[Dataset excerpts on object pointing]

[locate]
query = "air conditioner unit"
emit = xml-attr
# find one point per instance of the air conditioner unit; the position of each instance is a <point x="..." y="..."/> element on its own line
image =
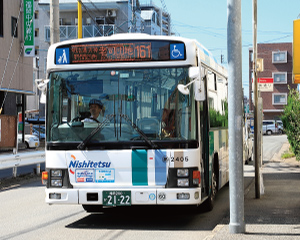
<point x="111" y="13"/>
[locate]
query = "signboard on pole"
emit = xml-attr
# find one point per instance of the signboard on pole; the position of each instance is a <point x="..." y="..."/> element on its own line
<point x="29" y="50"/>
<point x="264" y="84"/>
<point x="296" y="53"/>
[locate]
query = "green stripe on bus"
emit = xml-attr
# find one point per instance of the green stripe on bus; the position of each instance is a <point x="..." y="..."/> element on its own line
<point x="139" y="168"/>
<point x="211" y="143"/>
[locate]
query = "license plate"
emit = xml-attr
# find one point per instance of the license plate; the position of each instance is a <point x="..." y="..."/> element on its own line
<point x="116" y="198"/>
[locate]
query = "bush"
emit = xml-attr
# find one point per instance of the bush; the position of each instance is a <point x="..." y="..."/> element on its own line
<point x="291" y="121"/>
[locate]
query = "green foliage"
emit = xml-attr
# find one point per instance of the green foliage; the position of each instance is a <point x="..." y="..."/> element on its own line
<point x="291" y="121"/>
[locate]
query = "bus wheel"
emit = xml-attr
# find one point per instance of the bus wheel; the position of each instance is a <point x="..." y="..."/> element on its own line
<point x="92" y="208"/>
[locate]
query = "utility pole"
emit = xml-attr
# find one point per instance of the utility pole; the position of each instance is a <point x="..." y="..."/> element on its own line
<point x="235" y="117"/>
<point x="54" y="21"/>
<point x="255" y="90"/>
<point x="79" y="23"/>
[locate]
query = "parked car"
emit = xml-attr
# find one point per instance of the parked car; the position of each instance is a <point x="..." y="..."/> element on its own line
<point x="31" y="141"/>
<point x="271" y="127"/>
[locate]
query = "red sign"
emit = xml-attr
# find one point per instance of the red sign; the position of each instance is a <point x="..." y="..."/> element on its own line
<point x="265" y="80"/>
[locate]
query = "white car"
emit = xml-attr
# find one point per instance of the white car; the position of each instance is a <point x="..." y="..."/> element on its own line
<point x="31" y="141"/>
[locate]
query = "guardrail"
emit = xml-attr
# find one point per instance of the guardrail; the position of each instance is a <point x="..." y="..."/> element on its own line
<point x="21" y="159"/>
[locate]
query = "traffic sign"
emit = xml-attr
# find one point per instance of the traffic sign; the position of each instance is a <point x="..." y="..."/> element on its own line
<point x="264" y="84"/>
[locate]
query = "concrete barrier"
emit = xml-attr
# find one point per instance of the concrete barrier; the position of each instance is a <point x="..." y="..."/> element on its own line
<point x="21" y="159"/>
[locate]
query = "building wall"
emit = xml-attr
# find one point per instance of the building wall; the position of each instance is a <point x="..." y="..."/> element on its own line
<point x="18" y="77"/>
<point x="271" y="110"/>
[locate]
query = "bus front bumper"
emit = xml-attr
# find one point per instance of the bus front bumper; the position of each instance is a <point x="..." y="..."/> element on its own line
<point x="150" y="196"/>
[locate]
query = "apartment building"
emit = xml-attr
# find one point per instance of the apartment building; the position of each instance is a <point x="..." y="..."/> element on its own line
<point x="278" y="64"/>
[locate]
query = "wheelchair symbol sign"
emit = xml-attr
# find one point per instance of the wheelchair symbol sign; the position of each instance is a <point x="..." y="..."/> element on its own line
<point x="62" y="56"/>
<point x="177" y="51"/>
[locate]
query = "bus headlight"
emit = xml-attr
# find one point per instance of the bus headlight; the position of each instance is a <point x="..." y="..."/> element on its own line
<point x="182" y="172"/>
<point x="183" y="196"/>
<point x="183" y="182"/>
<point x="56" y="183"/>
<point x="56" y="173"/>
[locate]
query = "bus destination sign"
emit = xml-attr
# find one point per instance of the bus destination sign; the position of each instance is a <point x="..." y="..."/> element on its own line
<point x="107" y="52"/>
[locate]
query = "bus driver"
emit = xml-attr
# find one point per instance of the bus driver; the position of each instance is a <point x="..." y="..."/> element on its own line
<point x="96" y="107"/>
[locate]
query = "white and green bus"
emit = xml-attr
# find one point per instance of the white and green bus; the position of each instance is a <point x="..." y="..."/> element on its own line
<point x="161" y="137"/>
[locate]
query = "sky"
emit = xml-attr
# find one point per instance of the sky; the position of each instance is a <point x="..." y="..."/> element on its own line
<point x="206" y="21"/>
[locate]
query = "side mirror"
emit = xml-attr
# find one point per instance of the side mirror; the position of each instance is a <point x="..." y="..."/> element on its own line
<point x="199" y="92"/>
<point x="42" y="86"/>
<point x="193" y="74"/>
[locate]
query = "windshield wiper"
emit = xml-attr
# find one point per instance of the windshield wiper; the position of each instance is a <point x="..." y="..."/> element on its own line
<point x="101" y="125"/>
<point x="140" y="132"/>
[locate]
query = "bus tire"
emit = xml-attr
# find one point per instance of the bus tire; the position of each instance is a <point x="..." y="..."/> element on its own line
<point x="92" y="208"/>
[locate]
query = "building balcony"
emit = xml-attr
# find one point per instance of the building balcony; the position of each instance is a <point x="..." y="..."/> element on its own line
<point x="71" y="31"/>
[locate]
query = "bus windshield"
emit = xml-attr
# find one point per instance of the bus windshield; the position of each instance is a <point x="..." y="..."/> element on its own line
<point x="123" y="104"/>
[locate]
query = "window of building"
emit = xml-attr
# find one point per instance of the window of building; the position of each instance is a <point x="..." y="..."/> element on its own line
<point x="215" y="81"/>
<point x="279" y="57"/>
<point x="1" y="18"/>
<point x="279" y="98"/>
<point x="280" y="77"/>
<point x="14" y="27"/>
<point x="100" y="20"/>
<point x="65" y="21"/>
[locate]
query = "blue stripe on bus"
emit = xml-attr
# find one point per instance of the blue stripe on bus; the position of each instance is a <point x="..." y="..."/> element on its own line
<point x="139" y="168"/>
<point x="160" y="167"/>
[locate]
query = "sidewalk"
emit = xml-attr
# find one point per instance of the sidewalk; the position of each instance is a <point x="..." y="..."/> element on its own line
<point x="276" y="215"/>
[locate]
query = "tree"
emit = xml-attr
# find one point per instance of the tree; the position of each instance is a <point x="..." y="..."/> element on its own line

§ **Exercise aim**: Transcribe every record above exactly as written, leaving out any pictures.

§ **Response to this task**:
[locate]
query = "air conditioner unit"
emit = xml-attr
# find one point per instance of the air conditioner unit; the position of each instance is a <point x="..." y="..."/> element on its own line
image =
<point x="111" y="13"/>
[locate]
query = "signboard on pole"
emit = xml-attr
# find one point per instance of the signboard on pole; the position of each instance is a <point x="..." y="..."/> element on its own line
<point x="29" y="50"/>
<point x="264" y="84"/>
<point x="296" y="53"/>
[locate]
query = "green stripe on bus"
emit = xml-attr
# find one point per instance of the green stripe on bus; the position of each instance is a <point x="..." y="..."/> element on its own line
<point x="139" y="168"/>
<point x="211" y="143"/>
[locate]
query = "license plate"
emit = xml-attr
# find one point per instance of the license plate; the position of each instance is a <point x="..." y="..."/> element on its own line
<point x="116" y="198"/>
[locate]
query = "bush"
emit = xml-attr
# find one point per instance of the bush; the position of each instance is a <point x="..." y="..."/> element on its own line
<point x="291" y="121"/>
[locate]
query = "green foliage"
emit = xml-attr
# find one point per instance of the green foliage; the position of each instance is a <point x="..." y="..."/> element on its own line
<point x="291" y="121"/>
[locate]
query = "bus wheel"
emit = xml-attr
# find one point per instance of the bus wheel; the position of each instance is a <point x="..." y="..."/> element on its own line
<point x="92" y="208"/>
[locate]
query = "utility pole"
emit = xml-attr
# find one point per instance of the utility pole; the position of each instance is a <point x="..." y="..."/> element on its own line
<point x="235" y="117"/>
<point x="54" y="21"/>
<point x="255" y="90"/>
<point x="79" y="23"/>
[locate]
query = "parked car"
emit = xml-attr
# find one point per instance of the parked car; the position of each instance is a <point x="..." y="..."/> element on its own line
<point x="31" y="141"/>
<point x="271" y="127"/>
[locate]
query = "red sign"
emit = xml-attr
# find one point per instance of the red sign; the position of each instance is a <point x="..." y="..."/> element on its own line
<point x="265" y="80"/>
[locate]
query = "white car"
emit = xml-attr
# find one point per instance of the white car; the position of each instance is a <point x="..." y="..."/> element on its own line
<point x="31" y="141"/>
[locate]
query = "guardrail"
emit = xml-attr
# find one point per instance of the guardrail; the position of each instance is a <point x="..." y="..."/> element on its own line
<point x="21" y="159"/>
[locate]
query = "traffic sign"
emit = xml-attr
# find one point per instance of the traffic sign; the position of each instance is a <point x="..." y="..."/> element on its own line
<point x="264" y="84"/>
[locate]
query = "concrete barrier"
emit = xml-attr
# find one point per instance of the concrete barrier; the position of each instance is a <point x="..." y="..."/> element on its own line
<point x="21" y="159"/>
[locate]
query = "building wall"
emit = xml-attr
# find one point per instance of the building wall; the position of each instance is a <point x="..." y="..."/> element on its own line
<point x="18" y="77"/>
<point x="271" y="110"/>
[locate]
query = "bus front bumper"
emit = xml-attr
# find one point per instance of the bus front bumper; the position of each instance is a <point x="..." y="..."/> element on its own line
<point x="150" y="196"/>
[locate]
query = "apartment building"
emit = xml-attr
# find one point per instance of the apartment building; the position of each instance is a <point x="..." y="..."/> element on its own line
<point x="278" y="64"/>
[locate]
query = "wheelchair symbol sign"
emit = xml-attr
# find one point per instance of the wheelchair symbol sign; the position of each instance is a <point x="..." y="..."/> element on its own line
<point x="62" y="56"/>
<point x="177" y="51"/>
[locate]
query = "bus headlight"
emit = xml-attr
# find one point per instance of the bus headlight; the position of each instance is a <point x="..." y="..."/> element on its own line
<point x="182" y="172"/>
<point x="183" y="196"/>
<point x="183" y="182"/>
<point x="56" y="183"/>
<point x="56" y="173"/>
[locate]
query = "bus destination sign"
emit = xml-attr
# find one point per instance of the bus destination sign; the position of each instance is a <point x="..." y="..."/> element on its own line
<point x="107" y="52"/>
[locate]
query = "bus driver"
emit = xml-attr
# find one point per instance of the bus driver; the position of each instance is a <point x="..." y="..."/> element on its own line
<point x="96" y="107"/>
[locate]
query = "white and green bus"
emit = xml-attr
# find one point per instance of the white and green bus; the position of each instance is a <point x="..." y="..."/> element on its own line
<point x="161" y="137"/>
[locate]
query = "sky"
emit = xml-attr
# find one point per instance of the sky; the position of each instance is a <point x="..." y="..."/> element on its own line
<point x="206" y="21"/>
[locate]
query = "side mirror"
emit = xml-attr
# find one point per instance of the side mirror; the position of each instance is a <point x="..." y="..."/> element on its own line
<point x="199" y="92"/>
<point x="42" y="86"/>
<point x="193" y="74"/>
[locate]
query = "windshield wiper"
emit = xml-attr
# find one point per instance of the windshield wiper; the position of each instance is a <point x="..." y="..."/> element on its own line
<point x="101" y="125"/>
<point x="140" y="132"/>
[locate]
query = "bus tire"
emit = xml-attr
# find one point per instance of the bus tire; the position of each instance is a <point x="..." y="..."/> element on its own line
<point x="92" y="208"/>
[locate]
query = "building balcony"
emit = xml-attr
# find one point per instance of the building balcony; the position of each instance is a <point x="..." y="..."/> element on its own line
<point x="71" y="31"/>
[locate]
query = "bus windshield"
emit = xml-attr
# find one point per instance of the bus windshield; the position of each instance is a <point x="..." y="..."/> element on its own line
<point x="123" y="104"/>
[locate]
query = "window of building"
emit = xml-attr
# find one point per instance of the window of building; the position of each instance is a <point x="..." y="..."/> element on its own line
<point x="215" y="81"/>
<point x="279" y="57"/>
<point x="1" y="18"/>
<point x="279" y="98"/>
<point x="280" y="77"/>
<point x="14" y="27"/>
<point x="100" y="20"/>
<point x="65" y="21"/>
[locate]
query = "blue stripe on bus"
emit = xml-attr
# find one point per instance of the blue stripe on bus; the position of each instance is a <point x="..." y="..."/> element on its own line
<point x="139" y="168"/>
<point x="160" y="167"/>
[locate]
query = "sidewalk"
emit = xml-attr
# find one point per instance of the sidewalk; the position of each instance is a <point x="..." y="..."/> element on its own line
<point x="276" y="215"/>
[locate]
query = "tree"
emit = xml-attr
# find one point per instance of the tree; the position of each instance is a <point x="..." y="..."/> element on its own line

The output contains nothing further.